=== PAGE TEXT ===

INSERT ProductDemo (ProductID , UPCode) VALUES ('14AJ-W', '036000291452')
, ('23CZ-M', NULL)
, ('23CZ-L', NULL)
, ('18MM-J', '044000865867');
However, when we try to add a row with a duplicate UPCode value:
INSERT ProductDemo (ProductID , UPCode) VALUES ('14AJ-K', '036000291452');
We receive the following error message and the row is not inserted.
Msg 2601, Level 14, State 1, Line 1
Cannot insert duplicate key row in object 'dbo.ProductDemo' with unique index 'AK_UPCode'.
The statement has been terminated.
As it did in the earlier example in this Step, our index has provided the data integrity that we requested. But this time it also allows multiple rows to have NULLs.
Choosing the Correct IGNORE_DUP_KEY Option
When you create a unique index, you have the option of specifying the IGNORE_DUP_KEY option. Thus, our original CREATE INDEX statement could have been worded:
CREATE UNIQUE NONCLUSTERED INDEX AK_Product_Name
ON Production.Product ( [Name] )
WITH ( IGNORE_DUP_KEY = OFF );
The name of this option is slightly misleading, for a duplicate key is never ignored when a unique index is present; more correctly, a duplicate key is never allowed in a unique index. This option controls a behavior that is applicable only during a multi-row insert operation.
For instance, if you had two tables, TableA and TableB, that had identical structure; you could submit the following INSERT statement to SQL Server:
INSERT INTO TableA
SELECT *
FROM TableB;
SQL Server would attempt to copy all the TableB rows into TableA. What if two of the TableB rows could not be copied to TableA because of duplicate values? Would you want all the other rows to be copied, and only the two rows to fail; or would you want the entire INSERT statement to fail?
The choice is yours to make. When you create the unique index, you make the choice as to what should happen if an INSERT statement attempts to add duplicate values to a unique key. The two settings for IGNORE_DUP_KEY are interpreted as follows:
The entire INSERT statement will fail.
An error message will be issued.
Note: This choice is the default.
Only the rows with index key values that are duplicates of existing rows will fail.
A warning message will be issued.
Note: This choice cannot be used if the unique index is also a filtered index.
The IGNORE_DUP_KEY option only effects INSERT statements. It is ignored by UPDATE, CREATE INDEX, and ALTER INDEX statements. The IGNORE_DUP_KEY option can also be specified when adding a PRIMARY KEY or UNIQUE constraint to a table.
Why a Unique Index can Provide Unexpected Benefit
Unique indexes can provide an unexpected performance benefit. This is because they provide information to SQL Server that we often take for granted, but which SQL Server can never assume. Two of the unique indexes on the AdventureWork’s Product table, ProductID andProductName, provide an example of this.
Suppose, you receive a request from the warehouse staff for a query that will show them the following information for each product in theProduct table:
- The product name.
- The count of the number of times this product has been sold.
- The total value of those sales.

=== ROWS ===

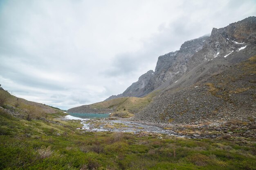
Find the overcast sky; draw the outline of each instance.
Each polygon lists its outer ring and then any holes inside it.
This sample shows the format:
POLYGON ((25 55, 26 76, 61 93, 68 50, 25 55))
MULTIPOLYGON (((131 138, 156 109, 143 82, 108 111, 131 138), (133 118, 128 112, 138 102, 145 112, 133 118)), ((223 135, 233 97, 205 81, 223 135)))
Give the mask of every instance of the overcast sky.
POLYGON ((255 0, 2 0, 0 84, 64 109, 100 102, 159 55, 256 13, 255 0))

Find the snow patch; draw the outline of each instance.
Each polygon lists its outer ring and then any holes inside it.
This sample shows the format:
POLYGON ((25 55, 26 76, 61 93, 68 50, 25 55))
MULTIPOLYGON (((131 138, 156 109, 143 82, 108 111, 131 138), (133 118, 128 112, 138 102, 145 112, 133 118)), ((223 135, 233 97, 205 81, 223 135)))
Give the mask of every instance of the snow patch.
POLYGON ((242 47, 240 48, 238 48, 238 51, 239 51, 240 50, 243 50, 243 49, 244 49, 245 48, 245 47, 246 47, 246 46, 245 46, 244 47, 242 47))
POLYGON ((234 52, 234 51, 232 51, 231 52, 230 52, 229 54, 227 54, 227 55, 226 55, 225 56, 224 56, 224 58, 226 58, 226 57, 227 57, 228 55, 229 55, 230 54, 232 53, 233 52, 234 52))
POLYGON ((74 117, 72 116, 71 115, 67 115, 65 116, 65 118, 67 119, 70 120, 90 120, 90 119, 83 119, 82 118, 78 118, 77 117, 74 117))
POLYGON ((234 42, 235 44, 243 44, 245 43, 244 42, 243 42, 243 43, 239 43, 236 42, 236 41, 232 41, 232 42, 234 42))

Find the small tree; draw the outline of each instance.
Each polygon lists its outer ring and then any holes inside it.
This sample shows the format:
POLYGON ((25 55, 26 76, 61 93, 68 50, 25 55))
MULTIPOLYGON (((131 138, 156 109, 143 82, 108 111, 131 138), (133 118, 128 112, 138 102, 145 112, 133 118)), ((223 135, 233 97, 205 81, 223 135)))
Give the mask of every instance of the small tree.
POLYGON ((11 96, 7 91, 0 90, 0 106, 3 106, 7 101, 8 98, 11 96))

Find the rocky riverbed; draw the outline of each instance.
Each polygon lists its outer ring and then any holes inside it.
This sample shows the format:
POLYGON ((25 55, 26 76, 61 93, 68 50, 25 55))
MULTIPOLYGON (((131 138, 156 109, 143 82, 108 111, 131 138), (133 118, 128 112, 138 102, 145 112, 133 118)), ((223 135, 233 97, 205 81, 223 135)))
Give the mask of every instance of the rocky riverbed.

===

▶ **WHAT TO WORK ON**
In the text on SQL Server unique indexes, which statements ignore the IGNORE_DUP_KEY option?

▶ **RESPONSE BELOW**
UPDATE, CREATE INDEX, and ALTER INDEX statements ignore it.